Fue uno de los momentos más importantes de los tres días de Rímini. La primera visita del cardenal PIETRO PAROLIN, secretario de Estado, que llevó la bendición del Papa. Reclamó al hecho de que «al comienzo de la vida de fe no existe una intención, un voluntarismo, un cálculo, un razonamiento correcto. Al comienzo hay siempre un movimiento de atracción». Publicamos su homilía
Queridos hermanos y hermanas, estoy contento de celebrar junto a vosotros la Eucaristía durante los Ejercicios Espirituales de la Fraternidad de Comunión y Liberación de 2014. Y os saludo a todos con afecto fraterno y con esa alegría que «llena el corazón y la vida entera de aquellos que se encuentran con Jesús» (Evangelii Gaudium, 1).
Deseo que estos sean días de intimidad con el Señor, de estar de tú a tú con Jesús, que es lo “esencial”, de forma más intensa y prolongada, de profundizar en la relación de comunión con Él. Deseo también que sean la ocasión para volver a poner a punto nuestra identidad cristiana, nunca como ahora tan probada por la agotadora interacción con el espíritu insidioso de la mundanidad, capaz de insinuarse y de contaminar cualquier ambiente y realidad, sin ahorrar nada.
Pido para vosotros la abundancia del Espíritu Santo, que es el protagonista por excelencia de la experiencia de los Ejercicios Espirituales, como lo es de toda la vida cristiana. Os confío a la intercesión de María, madre de Dios y madre nuestra, y a la de todos los Santos. Y os traigo una especial bendición del Santo Padre Francisco, extensiva a toda la Fraternidad, con el fin de que – como ha escrito Julián Carrón, presidente de vuestra Fraternidad – «el Espíritu Santo nos disponga al cambio del corazón y al compromiso de dar nuestra vida por la obra de Cristo en todos los ambientes y lugares en los que vivimos».
“Prosigo mi carrera para alcanzarlo” es el título de estos Ejercicios. Me imagino que se inspira en el versículo 12 del capítulo 3 de la Carta de san Pablo a los Filipenses: «No es que lo tenga ya conseguido o que sea ya perfecto, sino que continúo mi carrera por si consigo alcanzarlo, habiendo sido yo mismo alcanzado por Cristo Jesús».
De nuevo nos encontramos aquí delante de la iniciativa divina. Es como un juego: Pablo escapaba de Jesús y Jesús le perseguía. Pero Jesús le alcanzó, le tocó, le aferró, y ahora es él quien corre tras Jesús para aferrarle. Dios nos precede siempre, nos ha creado, nos ha redimido, nos habla en su Hijo, nos renueva con Su gracia.

Datos aportados:
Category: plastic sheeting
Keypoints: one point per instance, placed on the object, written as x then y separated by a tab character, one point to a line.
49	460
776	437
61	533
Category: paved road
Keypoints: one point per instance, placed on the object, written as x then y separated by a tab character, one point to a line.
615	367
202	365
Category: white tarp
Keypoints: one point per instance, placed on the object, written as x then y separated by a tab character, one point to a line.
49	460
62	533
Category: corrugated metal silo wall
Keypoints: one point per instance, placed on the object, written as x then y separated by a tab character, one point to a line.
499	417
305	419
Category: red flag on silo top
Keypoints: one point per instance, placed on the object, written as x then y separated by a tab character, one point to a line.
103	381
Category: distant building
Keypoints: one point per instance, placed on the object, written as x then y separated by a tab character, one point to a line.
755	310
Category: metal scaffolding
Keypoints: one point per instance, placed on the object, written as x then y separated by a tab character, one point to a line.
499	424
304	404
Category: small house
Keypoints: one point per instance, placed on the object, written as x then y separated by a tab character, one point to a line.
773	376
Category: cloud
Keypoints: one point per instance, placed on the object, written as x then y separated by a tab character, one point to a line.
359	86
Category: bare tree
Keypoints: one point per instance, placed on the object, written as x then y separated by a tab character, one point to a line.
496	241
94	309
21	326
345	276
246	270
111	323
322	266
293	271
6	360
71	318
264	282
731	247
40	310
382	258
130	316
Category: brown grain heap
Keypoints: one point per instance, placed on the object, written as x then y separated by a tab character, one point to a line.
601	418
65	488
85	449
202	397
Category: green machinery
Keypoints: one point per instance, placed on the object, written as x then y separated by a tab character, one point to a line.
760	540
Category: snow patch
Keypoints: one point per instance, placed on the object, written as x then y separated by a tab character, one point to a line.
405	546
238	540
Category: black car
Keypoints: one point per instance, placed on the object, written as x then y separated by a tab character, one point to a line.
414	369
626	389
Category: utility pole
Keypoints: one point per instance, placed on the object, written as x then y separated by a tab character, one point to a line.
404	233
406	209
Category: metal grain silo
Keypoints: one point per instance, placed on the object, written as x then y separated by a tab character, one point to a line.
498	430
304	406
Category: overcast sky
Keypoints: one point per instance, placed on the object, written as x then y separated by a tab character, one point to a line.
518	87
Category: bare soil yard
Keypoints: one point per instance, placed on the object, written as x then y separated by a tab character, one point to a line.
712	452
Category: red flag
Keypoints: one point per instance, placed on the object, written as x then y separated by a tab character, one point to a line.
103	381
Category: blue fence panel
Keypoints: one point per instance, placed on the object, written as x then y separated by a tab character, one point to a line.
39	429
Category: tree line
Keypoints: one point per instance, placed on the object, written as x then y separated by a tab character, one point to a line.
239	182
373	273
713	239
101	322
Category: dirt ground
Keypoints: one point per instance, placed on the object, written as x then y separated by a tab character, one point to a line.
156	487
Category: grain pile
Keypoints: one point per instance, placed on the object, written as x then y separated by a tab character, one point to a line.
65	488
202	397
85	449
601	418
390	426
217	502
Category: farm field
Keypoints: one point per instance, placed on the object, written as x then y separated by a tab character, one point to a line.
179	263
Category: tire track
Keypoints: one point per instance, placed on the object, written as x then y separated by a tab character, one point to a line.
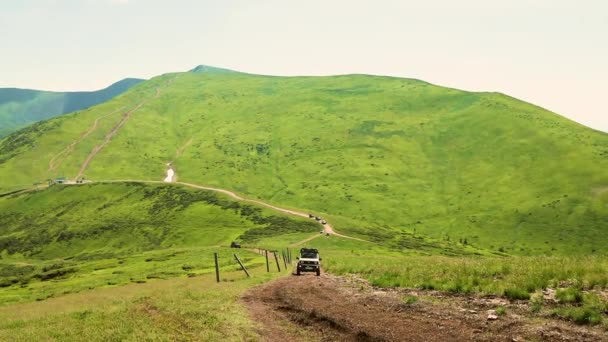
70	148
113	131
328	229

Acciones requeridas:
- 1) Contesta según la homilía:
(a) ¿Qué cargo tiene el cardenal que llevó la bendición del Papa?
(b) ¿Qué título llevan los Ejercicios Espirituales?
(c) ¿Qué cargo ocupa Julián Carrón?
- 2) Transcribe sin cambios el fragmento de la homilía desde "Deseo que estos" hasta "sin ahorrar nada.".
Usa únicamente la homilía para responder.

Respuestas por tarea:
- 1)
(a) Secretario de Estado.
(b) “Prosigo mi carrera para alcanzarlo”.
(c) Presidente de la Fraternidad de Comunión y Liberación.

- 2)
Deseo que estos sean días de intimidad con el Señor, de estar de tú a tú con Jesús, que es lo “esencial”, de forma más intensa y prolongada, de profundizar en la relación de comunión con Él. Deseo también que sean la ocasión para volver a poner a punto nuestra identidad cristiana, nunca como ahora tan probada por la agotadora interacción con el espíritu insidioso de la mundanidad, capaz de insinuarse y de contaminar cualquier ambiente y realidad, sin ahorrar nada.